**PASSAGE GIVEN**
--- --- ---

The Places in Between
- Cover of 2005 Picador ed.
- Author: Rory Stewart
- Language: English
- Genre: Travel narrative
- Publisher: Picador
- Publication date: 4 June 2004
- Publication place: United Kingdom
- ISBN: 0330486330
- Followed by: Occupational Hazards

= The Places in Between =

2004 book by Rory Stewart

The Places in Between is a travel narrative by Rory Stewart, a British writer, academic, broadcaster, former diplomat and Member of Parliament, detailing his solo walk across north-central Afghanistan in 2002.

== Synopsis ==
Stewart arrives in Afghanistan in January 2002, beginning his journey in Herat and proceeding on foot to Kabul. He is initially accompanied by two armed guards, Qasim and Abdul Haq, at the insistence of Governor Yuzufi but travels without human company for most of his walk, accompanied only by his dog, Babur. On his journey, Stewart encounters many of Afghanistan's most notable historical sites, including the Minaret of Jam, the Dome of Chist-e-Sharif and the Buddhas of Bamiyan, which were destroyed by the Taliban. Afghanistan is particularly hazardous during the winter and, while walking across landscape covered by nine feet of snow, he was physically assaulted and shot at by humans, and also attacked by wolves.

--- --- ---

**WHAT IS EXPECTED**
From the passage on The Places in Between, quote word for word the stretch starting with "2004 book by" and going on through "Afghanistan in 2002.".

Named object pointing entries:
--- --- ---

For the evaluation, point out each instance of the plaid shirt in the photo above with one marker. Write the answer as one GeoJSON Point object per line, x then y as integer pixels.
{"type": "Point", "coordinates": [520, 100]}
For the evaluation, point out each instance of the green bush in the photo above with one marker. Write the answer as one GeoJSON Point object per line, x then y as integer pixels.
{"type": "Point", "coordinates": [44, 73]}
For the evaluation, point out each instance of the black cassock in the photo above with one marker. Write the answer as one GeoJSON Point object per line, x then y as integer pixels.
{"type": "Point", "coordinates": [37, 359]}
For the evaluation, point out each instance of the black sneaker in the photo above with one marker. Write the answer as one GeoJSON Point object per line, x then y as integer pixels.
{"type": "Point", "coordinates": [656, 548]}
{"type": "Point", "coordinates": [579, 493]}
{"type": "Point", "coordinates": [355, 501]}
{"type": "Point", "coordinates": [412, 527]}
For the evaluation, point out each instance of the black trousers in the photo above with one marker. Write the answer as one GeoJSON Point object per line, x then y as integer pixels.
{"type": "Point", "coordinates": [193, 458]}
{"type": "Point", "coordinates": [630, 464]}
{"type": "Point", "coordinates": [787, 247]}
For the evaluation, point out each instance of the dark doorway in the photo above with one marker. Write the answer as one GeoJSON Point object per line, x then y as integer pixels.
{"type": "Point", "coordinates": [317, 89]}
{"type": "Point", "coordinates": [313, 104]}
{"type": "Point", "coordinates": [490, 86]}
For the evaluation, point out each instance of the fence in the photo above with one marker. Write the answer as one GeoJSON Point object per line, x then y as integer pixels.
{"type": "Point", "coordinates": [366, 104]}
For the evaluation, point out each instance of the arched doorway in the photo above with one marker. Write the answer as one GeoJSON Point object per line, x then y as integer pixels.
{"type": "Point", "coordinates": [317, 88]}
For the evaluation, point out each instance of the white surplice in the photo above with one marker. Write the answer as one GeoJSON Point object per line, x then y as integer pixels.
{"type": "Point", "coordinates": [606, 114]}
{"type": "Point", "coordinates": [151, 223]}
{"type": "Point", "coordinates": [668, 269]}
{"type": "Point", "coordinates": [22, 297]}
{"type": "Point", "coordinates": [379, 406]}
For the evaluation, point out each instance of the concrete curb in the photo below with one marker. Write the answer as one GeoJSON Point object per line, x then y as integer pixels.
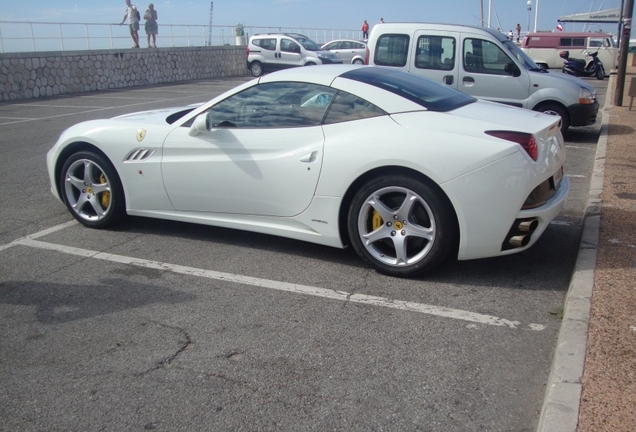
{"type": "Point", "coordinates": [560, 411]}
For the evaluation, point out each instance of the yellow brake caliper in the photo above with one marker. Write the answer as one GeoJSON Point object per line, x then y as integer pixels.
{"type": "Point", "coordinates": [104, 200]}
{"type": "Point", "coordinates": [376, 222]}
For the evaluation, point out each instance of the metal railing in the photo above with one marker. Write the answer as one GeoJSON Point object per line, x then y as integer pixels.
{"type": "Point", "coordinates": [20, 36]}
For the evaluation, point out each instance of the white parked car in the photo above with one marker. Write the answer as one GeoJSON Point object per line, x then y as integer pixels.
{"type": "Point", "coordinates": [273, 51]}
{"type": "Point", "coordinates": [349, 51]}
{"type": "Point", "coordinates": [483, 63]}
{"type": "Point", "coordinates": [407, 171]}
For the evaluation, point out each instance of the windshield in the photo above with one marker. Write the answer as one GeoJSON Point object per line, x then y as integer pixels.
{"type": "Point", "coordinates": [307, 43]}
{"type": "Point", "coordinates": [523, 58]}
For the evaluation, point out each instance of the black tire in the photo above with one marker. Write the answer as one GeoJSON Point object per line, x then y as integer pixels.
{"type": "Point", "coordinates": [256, 68]}
{"type": "Point", "coordinates": [556, 109]}
{"type": "Point", "coordinates": [92, 190]}
{"type": "Point", "coordinates": [600, 73]}
{"type": "Point", "coordinates": [424, 231]}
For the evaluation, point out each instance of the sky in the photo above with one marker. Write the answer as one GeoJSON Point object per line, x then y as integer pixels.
{"type": "Point", "coordinates": [320, 14]}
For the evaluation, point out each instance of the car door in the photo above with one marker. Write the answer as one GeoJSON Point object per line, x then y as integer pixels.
{"type": "Point", "coordinates": [290, 53]}
{"type": "Point", "coordinates": [488, 72]}
{"type": "Point", "coordinates": [267, 52]}
{"type": "Point", "coordinates": [262, 155]}
{"type": "Point", "coordinates": [434, 55]}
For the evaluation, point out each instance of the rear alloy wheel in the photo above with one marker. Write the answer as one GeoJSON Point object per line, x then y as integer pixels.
{"type": "Point", "coordinates": [256, 68]}
{"type": "Point", "coordinates": [91, 190]}
{"type": "Point", "coordinates": [554, 109]}
{"type": "Point", "coordinates": [402, 226]}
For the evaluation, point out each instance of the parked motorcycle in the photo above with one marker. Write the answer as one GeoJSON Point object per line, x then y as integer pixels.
{"type": "Point", "coordinates": [578, 67]}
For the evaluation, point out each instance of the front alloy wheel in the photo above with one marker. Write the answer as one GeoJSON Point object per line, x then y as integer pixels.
{"type": "Point", "coordinates": [91, 190]}
{"type": "Point", "coordinates": [402, 226]}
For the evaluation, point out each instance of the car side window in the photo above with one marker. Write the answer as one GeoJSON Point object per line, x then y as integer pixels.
{"type": "Point", "coordinates": [268, 44]}
{"type": "Point", "coordinates": [273, 105]}
{"type": "Point", "coordinates": [331, 45]}
{"type": "Point", "coordinates": [482, 56]}
{"type": "Point", "coordinates": [435, 52]}
{"type": "Point", "coordinates": [347, 107]}
{"type": "Point", "coordinates": [391, 50]}
{"type": "Point", "coordinates": [287, 45]}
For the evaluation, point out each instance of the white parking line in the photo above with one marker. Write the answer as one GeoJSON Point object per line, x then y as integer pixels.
{"type": "Point", "coordinates": [472, 317]}
{"type": "Point", "coordinates": [86, 111]}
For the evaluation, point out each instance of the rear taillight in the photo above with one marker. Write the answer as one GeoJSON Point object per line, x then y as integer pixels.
{"type": "Point", "coordinates": [525, 140]}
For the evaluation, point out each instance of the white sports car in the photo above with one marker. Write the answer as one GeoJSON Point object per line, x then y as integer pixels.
{"type": "Point", "coordinates": [405, 170]}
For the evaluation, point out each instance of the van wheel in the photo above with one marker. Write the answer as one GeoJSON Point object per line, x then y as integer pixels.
{"type": "Point", "coordinates": [256, 68]}
{"type": "Point", "coordinates": [600, 74]}
{"type": "Point", "coordinates": [554, 109]}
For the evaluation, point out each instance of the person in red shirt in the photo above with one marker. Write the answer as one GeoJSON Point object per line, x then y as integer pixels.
{"type": "Point", "coordinates": [365, 30]}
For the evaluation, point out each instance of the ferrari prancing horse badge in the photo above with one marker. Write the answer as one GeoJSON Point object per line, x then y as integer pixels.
{"type": "Point", "coordinates": [141, 134]}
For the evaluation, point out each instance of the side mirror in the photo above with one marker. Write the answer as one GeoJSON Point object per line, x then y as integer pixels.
{"type": "Point", "coordinates": [201, 124]}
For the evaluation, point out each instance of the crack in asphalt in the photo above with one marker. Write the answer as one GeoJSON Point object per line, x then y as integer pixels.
{"type": "Point", "coordinates": [167, 361]}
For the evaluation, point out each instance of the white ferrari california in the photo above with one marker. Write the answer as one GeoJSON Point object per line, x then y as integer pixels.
{"type": "Point", "coordinates": [405, 170]}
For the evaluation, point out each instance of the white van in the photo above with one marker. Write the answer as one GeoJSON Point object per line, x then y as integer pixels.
{"type": "Point", "coordinates": [544, 48]}
{"type": "Point", "coordinates": [275, 51]}
{"type": "Point", "coordinates": [482, 63]}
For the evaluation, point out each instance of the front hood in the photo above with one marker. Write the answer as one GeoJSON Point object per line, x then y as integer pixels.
{"type": "Point", "coordinates": [159, 116]}
{"type": "Point", "coordinates": [563, 77]}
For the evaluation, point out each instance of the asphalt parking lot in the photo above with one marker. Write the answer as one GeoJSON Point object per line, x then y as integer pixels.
{"type": "Point", "coordinates": [158, 325]}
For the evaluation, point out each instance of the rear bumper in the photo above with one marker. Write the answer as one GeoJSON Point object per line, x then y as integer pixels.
{"type": "Point", "coordinates": [583, 115]}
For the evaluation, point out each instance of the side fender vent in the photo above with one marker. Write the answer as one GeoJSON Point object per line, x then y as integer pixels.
{"type": "Point", "coordinates": [139, 155]}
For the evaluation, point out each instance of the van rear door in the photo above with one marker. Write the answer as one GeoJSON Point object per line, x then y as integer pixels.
{"type": "Point", "coordinates": [488, 72]}
{"type": "Point", "coordinates": [434, 55]}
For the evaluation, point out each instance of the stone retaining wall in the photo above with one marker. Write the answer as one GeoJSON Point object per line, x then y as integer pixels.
{"type": "Point", "coordinates": [32, 75]}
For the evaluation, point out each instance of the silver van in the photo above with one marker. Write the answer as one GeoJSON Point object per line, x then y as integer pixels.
{"type": "Point", "coordinates": [544, 48]}
{"type": "Point", "coordinates": [482, 63]}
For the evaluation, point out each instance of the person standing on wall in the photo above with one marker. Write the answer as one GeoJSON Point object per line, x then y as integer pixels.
{"type": "Point", "coordinates": [151, 25]}
{"type": "Point", "coordinates": [365, 30]}
{"type": "Point", "coordinates": [133, 22]}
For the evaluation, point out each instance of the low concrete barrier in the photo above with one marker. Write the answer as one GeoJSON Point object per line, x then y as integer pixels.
{"type": "Point", "coordinates": [33, 75]}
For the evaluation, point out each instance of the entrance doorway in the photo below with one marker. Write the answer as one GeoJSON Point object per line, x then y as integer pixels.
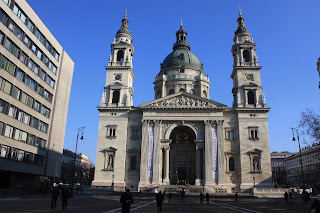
{"type": "Point", "coordinates": [182, 156]}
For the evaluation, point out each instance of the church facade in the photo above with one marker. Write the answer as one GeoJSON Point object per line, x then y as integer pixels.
{"type": "Point", "coordinates": [182, 136]}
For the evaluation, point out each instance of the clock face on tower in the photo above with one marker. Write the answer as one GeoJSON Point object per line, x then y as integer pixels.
{"type": "Point", "coordinates": [117, 77]}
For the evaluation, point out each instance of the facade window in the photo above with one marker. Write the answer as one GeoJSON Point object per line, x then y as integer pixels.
{"type": "Point", "coordinates": [255, 160]}
{"type": "Point", "coordinates": [204, 94]}
{"type": "Point", "coordinates": [230, 134]}
{"type": "Point", "coordinates": [19, 13]}
{"type": "Point", "coordinates": [7, 65]}
{"type": "Point", "coordinates": [253, 133]}
{"type": "Point", "coordinates": [23, 57]}
{"type": "Point", "coordinates": [109, 156]}
{"type": "Point", "coordinates": [3, 108]}
{"type": "Point", "coordinates": [15, 92]}
{"type": "Point", "coordinates": [111, 132]}
{"type": "Point", "coordinates": [30, 26]}
{"type": "Point", "coordinates": [246, 56]}
{"type": "Point", "coordinates": [250, 96]}
{"type": "Point", "coordinates": [133, 163]}
{"type": "Point", "coordinates": [8, 131]}
{"type": "Point", "coordinates": [115, 96]}
{"type": "Point", "coordinates": [231, 164]}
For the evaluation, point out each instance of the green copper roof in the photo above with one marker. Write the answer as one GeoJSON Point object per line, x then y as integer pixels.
{"type": "Point", "coordinates": [182, 57]}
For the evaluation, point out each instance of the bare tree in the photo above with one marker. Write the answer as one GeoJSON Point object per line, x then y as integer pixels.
{"type": "Point", "coordinates": [309, 124]}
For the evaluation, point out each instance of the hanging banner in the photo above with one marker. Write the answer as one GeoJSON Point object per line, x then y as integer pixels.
{"type": "Point", "coordinates": [214, 152]}
{"type": "Point", "coordinates": [150, 153]}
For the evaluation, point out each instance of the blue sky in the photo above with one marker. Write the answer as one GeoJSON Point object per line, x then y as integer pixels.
{"type": "Point", "coordinates": [286, 34]}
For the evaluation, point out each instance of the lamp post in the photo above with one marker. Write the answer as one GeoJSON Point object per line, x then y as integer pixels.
{"type": "Point", "coordinates": [80, 131]}
{"type": "Point", "coordinates": [294, 129]}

--- --- ---

**SOLUTION FOR THIS PROBLEM**
2004 book by Rory Stewart

The Places in Between is a travel narrative by Rory Stewart, a British writer, academic, broadcaster, former diplomat and Member of Parliament, detailing his solo walk across north-central Afghanistan in 2002.